Task
Your task is to copy each line of the material that holds the word "shutter".

>>

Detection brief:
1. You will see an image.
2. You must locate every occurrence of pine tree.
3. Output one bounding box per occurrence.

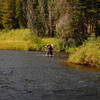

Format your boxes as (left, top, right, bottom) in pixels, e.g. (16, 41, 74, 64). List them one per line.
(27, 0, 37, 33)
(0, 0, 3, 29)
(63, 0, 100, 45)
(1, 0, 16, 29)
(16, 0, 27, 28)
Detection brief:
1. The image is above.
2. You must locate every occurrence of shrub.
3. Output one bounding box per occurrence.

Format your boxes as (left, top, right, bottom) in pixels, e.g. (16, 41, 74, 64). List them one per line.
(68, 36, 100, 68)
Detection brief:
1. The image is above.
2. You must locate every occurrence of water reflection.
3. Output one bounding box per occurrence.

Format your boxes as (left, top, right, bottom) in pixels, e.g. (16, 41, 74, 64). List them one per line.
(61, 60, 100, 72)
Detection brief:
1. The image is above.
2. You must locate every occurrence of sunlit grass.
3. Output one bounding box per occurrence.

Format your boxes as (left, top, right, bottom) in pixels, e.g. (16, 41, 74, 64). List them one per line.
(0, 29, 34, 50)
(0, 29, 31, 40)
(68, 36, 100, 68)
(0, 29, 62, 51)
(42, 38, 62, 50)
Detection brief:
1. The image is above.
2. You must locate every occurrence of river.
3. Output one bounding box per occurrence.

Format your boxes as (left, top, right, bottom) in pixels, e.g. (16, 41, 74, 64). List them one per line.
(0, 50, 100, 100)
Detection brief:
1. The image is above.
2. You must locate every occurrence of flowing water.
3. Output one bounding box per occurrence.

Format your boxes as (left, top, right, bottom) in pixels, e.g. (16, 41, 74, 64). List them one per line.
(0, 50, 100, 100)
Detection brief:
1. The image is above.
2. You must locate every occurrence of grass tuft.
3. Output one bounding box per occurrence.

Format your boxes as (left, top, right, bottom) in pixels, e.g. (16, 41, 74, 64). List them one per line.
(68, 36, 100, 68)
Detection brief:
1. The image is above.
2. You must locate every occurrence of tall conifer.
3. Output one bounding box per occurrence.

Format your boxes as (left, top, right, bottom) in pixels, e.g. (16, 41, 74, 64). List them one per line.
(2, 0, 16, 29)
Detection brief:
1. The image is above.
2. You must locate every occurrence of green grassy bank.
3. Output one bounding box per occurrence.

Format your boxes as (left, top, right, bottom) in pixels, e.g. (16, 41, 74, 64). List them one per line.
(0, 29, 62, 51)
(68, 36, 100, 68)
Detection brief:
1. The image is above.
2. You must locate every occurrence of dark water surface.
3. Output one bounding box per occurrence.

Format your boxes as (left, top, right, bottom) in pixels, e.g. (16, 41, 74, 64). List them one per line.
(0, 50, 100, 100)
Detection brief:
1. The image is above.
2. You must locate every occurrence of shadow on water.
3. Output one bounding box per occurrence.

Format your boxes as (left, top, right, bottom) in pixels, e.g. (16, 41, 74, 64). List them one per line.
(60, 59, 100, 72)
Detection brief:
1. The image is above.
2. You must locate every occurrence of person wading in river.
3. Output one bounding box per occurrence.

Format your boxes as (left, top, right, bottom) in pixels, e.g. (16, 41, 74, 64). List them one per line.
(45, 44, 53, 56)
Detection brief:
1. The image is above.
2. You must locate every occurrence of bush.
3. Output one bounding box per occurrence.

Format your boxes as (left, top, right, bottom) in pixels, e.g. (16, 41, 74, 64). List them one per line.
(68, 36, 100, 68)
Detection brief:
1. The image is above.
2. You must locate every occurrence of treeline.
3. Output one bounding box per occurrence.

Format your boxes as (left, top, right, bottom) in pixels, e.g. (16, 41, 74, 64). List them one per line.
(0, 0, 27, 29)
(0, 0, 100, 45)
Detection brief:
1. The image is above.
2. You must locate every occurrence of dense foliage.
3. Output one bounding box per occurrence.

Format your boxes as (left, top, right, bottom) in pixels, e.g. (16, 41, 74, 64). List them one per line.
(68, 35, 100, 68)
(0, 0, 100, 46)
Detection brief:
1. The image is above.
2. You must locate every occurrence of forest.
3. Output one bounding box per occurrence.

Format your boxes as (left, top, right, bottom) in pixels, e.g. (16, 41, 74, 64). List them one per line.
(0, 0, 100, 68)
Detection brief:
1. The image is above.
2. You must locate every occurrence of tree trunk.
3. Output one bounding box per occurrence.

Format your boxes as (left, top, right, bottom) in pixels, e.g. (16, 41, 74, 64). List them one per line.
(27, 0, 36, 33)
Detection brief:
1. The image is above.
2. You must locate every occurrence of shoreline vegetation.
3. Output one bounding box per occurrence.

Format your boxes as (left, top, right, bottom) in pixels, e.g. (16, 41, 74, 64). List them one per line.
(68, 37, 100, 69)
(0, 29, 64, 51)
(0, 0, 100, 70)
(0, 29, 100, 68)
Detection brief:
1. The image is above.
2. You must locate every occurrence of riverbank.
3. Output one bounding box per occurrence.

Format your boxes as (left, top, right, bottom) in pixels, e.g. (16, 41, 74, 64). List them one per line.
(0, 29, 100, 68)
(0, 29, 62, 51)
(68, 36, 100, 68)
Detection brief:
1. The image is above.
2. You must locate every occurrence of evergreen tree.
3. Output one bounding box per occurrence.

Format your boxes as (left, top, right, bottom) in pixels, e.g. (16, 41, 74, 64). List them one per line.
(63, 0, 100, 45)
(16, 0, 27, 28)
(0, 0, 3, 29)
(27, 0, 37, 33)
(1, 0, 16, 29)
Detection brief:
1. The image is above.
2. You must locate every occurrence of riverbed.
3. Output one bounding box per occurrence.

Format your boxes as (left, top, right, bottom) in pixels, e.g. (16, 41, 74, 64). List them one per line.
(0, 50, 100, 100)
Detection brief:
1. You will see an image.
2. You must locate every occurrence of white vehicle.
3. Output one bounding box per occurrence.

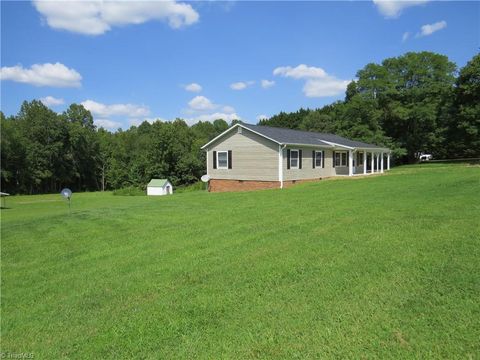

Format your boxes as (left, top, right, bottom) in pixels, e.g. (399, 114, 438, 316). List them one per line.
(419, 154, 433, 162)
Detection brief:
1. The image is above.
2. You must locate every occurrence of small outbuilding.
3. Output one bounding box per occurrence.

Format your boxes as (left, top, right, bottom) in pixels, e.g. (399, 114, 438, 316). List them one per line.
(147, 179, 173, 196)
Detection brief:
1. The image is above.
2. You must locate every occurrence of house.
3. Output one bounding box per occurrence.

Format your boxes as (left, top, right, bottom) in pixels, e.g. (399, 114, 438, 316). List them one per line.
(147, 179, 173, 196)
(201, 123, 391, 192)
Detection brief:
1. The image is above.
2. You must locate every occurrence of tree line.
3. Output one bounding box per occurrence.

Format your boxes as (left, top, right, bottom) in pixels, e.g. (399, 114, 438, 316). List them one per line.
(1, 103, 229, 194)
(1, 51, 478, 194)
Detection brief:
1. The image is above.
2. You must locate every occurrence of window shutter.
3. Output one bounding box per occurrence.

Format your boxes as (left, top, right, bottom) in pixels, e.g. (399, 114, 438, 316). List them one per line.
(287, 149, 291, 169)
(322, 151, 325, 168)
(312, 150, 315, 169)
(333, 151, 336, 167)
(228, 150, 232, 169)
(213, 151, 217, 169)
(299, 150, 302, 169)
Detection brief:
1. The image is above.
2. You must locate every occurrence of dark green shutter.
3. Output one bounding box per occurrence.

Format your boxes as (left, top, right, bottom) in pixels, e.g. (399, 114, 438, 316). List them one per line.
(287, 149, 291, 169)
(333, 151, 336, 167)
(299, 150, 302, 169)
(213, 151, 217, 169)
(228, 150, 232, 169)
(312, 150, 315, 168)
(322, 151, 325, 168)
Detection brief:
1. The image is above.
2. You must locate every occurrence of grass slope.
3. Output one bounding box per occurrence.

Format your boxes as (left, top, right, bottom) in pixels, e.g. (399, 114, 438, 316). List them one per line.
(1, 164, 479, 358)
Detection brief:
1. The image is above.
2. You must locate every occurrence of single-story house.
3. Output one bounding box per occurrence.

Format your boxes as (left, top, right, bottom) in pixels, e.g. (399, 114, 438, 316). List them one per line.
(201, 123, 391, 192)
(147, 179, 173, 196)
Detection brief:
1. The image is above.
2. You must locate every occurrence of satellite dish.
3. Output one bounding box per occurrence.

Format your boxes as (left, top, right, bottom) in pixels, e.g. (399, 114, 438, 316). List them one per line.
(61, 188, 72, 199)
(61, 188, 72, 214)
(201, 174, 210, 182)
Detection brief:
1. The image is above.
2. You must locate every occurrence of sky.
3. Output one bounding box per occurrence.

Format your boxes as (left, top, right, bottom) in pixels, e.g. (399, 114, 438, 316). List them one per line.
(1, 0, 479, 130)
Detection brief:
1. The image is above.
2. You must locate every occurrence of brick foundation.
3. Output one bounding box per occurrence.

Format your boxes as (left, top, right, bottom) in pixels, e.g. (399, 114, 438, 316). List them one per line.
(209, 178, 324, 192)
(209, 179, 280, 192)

<<

Task response
2. You must locate every occurrence of window shutter.
2. You must locate every occurrence of dark green shutter.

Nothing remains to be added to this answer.